What this exercise asks:
- A) According to the LAFE-RR excerpt, what is the wavelength of the light being used to print features?
- B) From the LAFE-RR excerpt, set down word for word the part that opens with the words containing "This work was" and closes with "the proposed method.".

== Document section ==

# A Time-Domain Layered Finite Element Reduction Recovery Method (LAFE-RR) for High-Frequency VLSI Design

Houle Gan\* and Dan Jiao School of Electrical and Computer Engineering, Purdue University 465 Northwestern Avenue, West Lafayette, IN 47906

# Introduction

IC design has been guided by circuit theory for more than three decades. As onchip designers travel deeper and deeper into the submicron regime, electromagnetic-based analysis has increasingly become essential for highperformance IC design. The reasons are four-fold: (1) Reduced feature sizes. At the 45 nm processing technology node and beyond, the IC industry will have to print features that are several times less than the wavelength of light (193nm) being used. In this regime, light has to be modeled as a wave. (2) Increased clock frequency. Currently the clock frequency of microprocessors is in the gigahertz regime. Since it is necessary to analyze the chip response to harmonics 5 times the clock frequency, it is expected that interconnects at high frequencies would have to be analyzed with certain electromagnetic effects incorporated. The importance of electromagnetic (EM) analysis at tens of GHz was quantitatively demonstrated, via simulation and real silicon measurements, in [1] and [2]. (3) The transition from single core to multicore. Active power management of multicore processors requires large-scale EM analysis of the global power supply network in order to accurately model current variations and transient power drops and ground bounce. (4) Increased level of integration. Integrating RF, analog, and digital circuitry on a same chip leads often to undesirable coupling and sometimes to system failure. For high-frequency mixed-signal design, an electromagnetic solution is required to overcome the fundamental limits of circuit-based solutions.

Since the advent of computational electromagnetics (CEM) in the 1960s, it has evolved into its prime to date. The advancement of CEM has been widely applied to microwave engineering, antenna analysis, scattering analysis, wireless communications, and optoelectronics. It has also been applied to board and packaging problems. However, the existing CEM technology has been found not amenable for very large-scale on-chip design [3]. This is mainly because VLSI design demands very large-scale electromagnetic solutions, which cannot be offered by many current CEM techniques. In addition, the unique modeling challenges of on-chip problems [3] further complicate electromagnetic analysis.

In this paper, we develop a time-domain layered finite element reduction recovery (TD-LAFE-RR) method to solve large-scale IC design problems at high frequencies. This method rigorously reduces the matrix of the original multilayer system to that of a single-layer no matter how large the original problem is. *More* 

This work was supported by a grant from Office of Naval Research under award N00014-06-1-0716

*importantly*, the matrix reduction is achieved *analytically*, and hence the CPU and memory overheads are minimal. Compared to the layered finite-element method we developed in [4], the proposed method further improves the modeling capacity and performance since the matrix reduction is achieved analytically. In addition, developed in time domain, the method permits nonlinear modeling and broadband simulation within one run. Numerical results are given to demonstrate the accuracy and efficiency of the proposed method.

===
== Extracted entries ==

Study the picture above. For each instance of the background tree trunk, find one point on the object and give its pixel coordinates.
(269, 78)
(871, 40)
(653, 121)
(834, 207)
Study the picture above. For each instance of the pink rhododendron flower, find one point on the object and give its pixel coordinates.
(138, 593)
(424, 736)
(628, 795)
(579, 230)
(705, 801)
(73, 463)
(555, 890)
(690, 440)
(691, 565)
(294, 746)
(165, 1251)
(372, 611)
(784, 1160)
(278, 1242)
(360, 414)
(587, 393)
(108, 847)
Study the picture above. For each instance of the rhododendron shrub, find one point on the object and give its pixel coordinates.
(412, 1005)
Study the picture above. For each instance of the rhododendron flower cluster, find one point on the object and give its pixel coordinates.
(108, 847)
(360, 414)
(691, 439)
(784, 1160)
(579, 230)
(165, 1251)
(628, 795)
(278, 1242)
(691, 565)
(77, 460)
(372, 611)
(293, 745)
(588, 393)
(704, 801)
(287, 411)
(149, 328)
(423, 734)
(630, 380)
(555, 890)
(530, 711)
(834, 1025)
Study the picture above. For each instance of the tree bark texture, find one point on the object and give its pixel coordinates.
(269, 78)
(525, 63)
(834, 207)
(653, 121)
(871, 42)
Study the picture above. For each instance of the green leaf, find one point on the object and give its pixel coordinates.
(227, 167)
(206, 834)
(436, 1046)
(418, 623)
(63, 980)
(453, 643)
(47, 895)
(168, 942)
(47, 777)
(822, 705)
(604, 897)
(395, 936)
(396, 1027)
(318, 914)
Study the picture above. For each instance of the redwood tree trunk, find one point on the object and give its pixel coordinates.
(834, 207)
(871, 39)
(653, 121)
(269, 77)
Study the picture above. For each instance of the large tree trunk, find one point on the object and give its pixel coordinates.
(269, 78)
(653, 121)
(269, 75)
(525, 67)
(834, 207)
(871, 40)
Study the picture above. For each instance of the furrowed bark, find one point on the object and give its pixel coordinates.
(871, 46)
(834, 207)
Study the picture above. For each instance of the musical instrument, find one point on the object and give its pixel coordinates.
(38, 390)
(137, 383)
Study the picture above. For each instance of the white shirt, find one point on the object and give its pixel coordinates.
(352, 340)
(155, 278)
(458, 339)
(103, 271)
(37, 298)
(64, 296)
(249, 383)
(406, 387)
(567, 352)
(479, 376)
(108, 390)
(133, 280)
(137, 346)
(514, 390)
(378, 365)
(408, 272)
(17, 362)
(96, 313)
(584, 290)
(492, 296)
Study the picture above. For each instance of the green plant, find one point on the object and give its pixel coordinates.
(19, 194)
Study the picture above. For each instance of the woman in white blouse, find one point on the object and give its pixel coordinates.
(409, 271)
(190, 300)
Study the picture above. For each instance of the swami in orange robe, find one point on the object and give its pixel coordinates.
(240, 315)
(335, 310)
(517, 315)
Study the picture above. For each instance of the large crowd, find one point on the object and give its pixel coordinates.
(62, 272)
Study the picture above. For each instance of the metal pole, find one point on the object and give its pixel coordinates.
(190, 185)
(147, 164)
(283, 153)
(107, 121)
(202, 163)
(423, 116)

===

Per-task outputs:
- A) 193 nm

- B)
This work was supported by a grant from Office of Naval Research under award N00014-06-1-0716

*importantly*, the matrix reduction is achieved *analytically*, and hence the CPU and memory overheads are minimal. Compared to the layered finite-element method we developed in [4], the proposed method further improves the modeling capacity and performance since the matrix reduction is achieved analytically. In addition, developed in time domain, the method permits nonlinear modeling and broadband simulation within one run. Numerical results are given to demonstrate the accuracy and efficiency of the proposed method.